━━ DATA RECORDS
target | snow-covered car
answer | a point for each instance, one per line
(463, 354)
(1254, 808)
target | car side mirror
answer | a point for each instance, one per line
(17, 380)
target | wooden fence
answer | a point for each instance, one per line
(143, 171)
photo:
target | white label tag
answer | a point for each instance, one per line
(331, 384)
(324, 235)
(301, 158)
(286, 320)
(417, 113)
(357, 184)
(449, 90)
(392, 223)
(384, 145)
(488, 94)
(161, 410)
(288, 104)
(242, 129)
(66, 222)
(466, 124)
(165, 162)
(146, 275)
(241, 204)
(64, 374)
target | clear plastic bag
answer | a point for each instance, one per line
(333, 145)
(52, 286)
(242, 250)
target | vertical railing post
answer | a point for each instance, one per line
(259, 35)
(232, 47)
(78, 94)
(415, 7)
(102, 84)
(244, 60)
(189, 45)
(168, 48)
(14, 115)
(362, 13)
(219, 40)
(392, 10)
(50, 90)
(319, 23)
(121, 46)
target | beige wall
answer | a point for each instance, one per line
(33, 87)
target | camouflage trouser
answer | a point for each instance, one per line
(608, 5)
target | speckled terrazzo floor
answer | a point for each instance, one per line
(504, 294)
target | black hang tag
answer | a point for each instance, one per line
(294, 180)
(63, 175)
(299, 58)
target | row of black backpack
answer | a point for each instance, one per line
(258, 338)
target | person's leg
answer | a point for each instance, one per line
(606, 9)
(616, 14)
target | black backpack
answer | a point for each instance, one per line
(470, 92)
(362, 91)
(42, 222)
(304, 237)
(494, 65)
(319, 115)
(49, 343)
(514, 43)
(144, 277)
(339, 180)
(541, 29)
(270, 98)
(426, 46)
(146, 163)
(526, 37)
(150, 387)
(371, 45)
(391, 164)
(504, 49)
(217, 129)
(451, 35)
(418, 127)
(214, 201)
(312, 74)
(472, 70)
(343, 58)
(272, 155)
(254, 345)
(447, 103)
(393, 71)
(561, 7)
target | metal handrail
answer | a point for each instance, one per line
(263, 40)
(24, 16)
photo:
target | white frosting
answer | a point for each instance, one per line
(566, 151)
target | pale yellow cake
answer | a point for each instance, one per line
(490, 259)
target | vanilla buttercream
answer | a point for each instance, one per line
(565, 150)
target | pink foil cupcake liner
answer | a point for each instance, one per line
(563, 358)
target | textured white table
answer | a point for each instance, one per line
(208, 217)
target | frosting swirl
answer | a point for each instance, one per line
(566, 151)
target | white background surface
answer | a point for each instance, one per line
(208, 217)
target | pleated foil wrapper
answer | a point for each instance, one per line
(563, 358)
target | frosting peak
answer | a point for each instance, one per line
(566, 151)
━━━━
- WHAT YOU SHOULD DO
With nothing added or left out, print the data again.

- OUTPUT OF THE EXERCISE
target | snow-covered car
answer | a point for each instance, one per line
(463, 354)
(1254, 808)
target | car side mirror
answer | a point for each instance, one per line
(17, 380)
target | wooden fence
answer | a point for each instance, one per line
(143, 171)
photo:
target | white label tag
answer | a point for each instance, one per line
(331, 384)
(324, 235)
(301, 158)
(286, 320)
(417, 113)
(357, 184)
(449, 90)
(392, 223)
(384, 145)
(488, 94)
(161, 410)
(288, 104)
(242, 129)
(66, 222)
(466, 124)
(165, 162)
(146, 275)
(241, 204)
(64, 374)
target | clear plastic bag
answer | a point for each instance, one per line
(333, 145)
(52, 286)
(242, 250)
target | vertical railing post
answer | a point for each instance, one per line
(259, 35)
(232, 47)
(78, 94)
(415, 7)
(102, 84)
(244, 60)
(189, 45)
(168, 48)
(14, 115)
(362, 13)
(219, 40)
(392, 10)
(50, 90)
(319, 23)
(121, 46)
target | beige wall
answer | a point for each instance, one per line
(33, 87)
target | camouflage trouser
answer | a point for each instance, one per line
(608, 5)
target | speckled terrazzo floor
answer | a point for each instance, one per line
(504, 294)
target | black hang tag
answer | a point for each instance, one per line
(294, 180)
(63, 175)
(299, 58)
target | row of black backpack
answer | a point for each instance, one per line
(258, 338)
target | person's leg
answer | a point for each instance, one per line
(606, 9)
(616, 14)
target | black backpack
answer | a point for each instance, one per line
(470, 92)
(362, 91)
(42, 222)
(304, 237)
(494, 65)
(319, 115)
(49, 343)
(514, 43)
(144, 277)
(339, 180)
(541, 29)
(270, 98)
(426, 46)
(146, 163)
(526, 37)
(150, 387)
(371, 45)
(391, 164)
(504, 49)
(217, 129)
(451, 35)
(418, 127)
(214, 201)
(312, 74)
(472, 70)
(343, 58)
(272, 155)
(254, 345)
(447, 103)
(393, 71)
(561, 7)
target | metal handrail
answer | a point for each instance, one per line
(263, 40)
(24, 16)
photo:
target | white frosting
answer | a point for each instance, one per line
(566, 151)
target | pale yellow cake
answer | a point for each instance, one per line
(490, 259)
target | vanilla buttercream
answer | a point for each instance, one per line
(565, 150)
target | pink foil cupcake liner
answer | a point for each instance, one per line
(563, 358)
target | textured white table
answer | a point for each instance, one per line
(208, 217)
target | frosting swirl
answer | a point for each instance, one per line
(566, 151)
target | white background surface
answer | a point for each instance, one per line
(208, 217)
target | pleated foil wrapper
answer | a point for each instance, one per line
(563, 358)
target | frosting peak
answer | a point for each instance, one per line
(566, 151)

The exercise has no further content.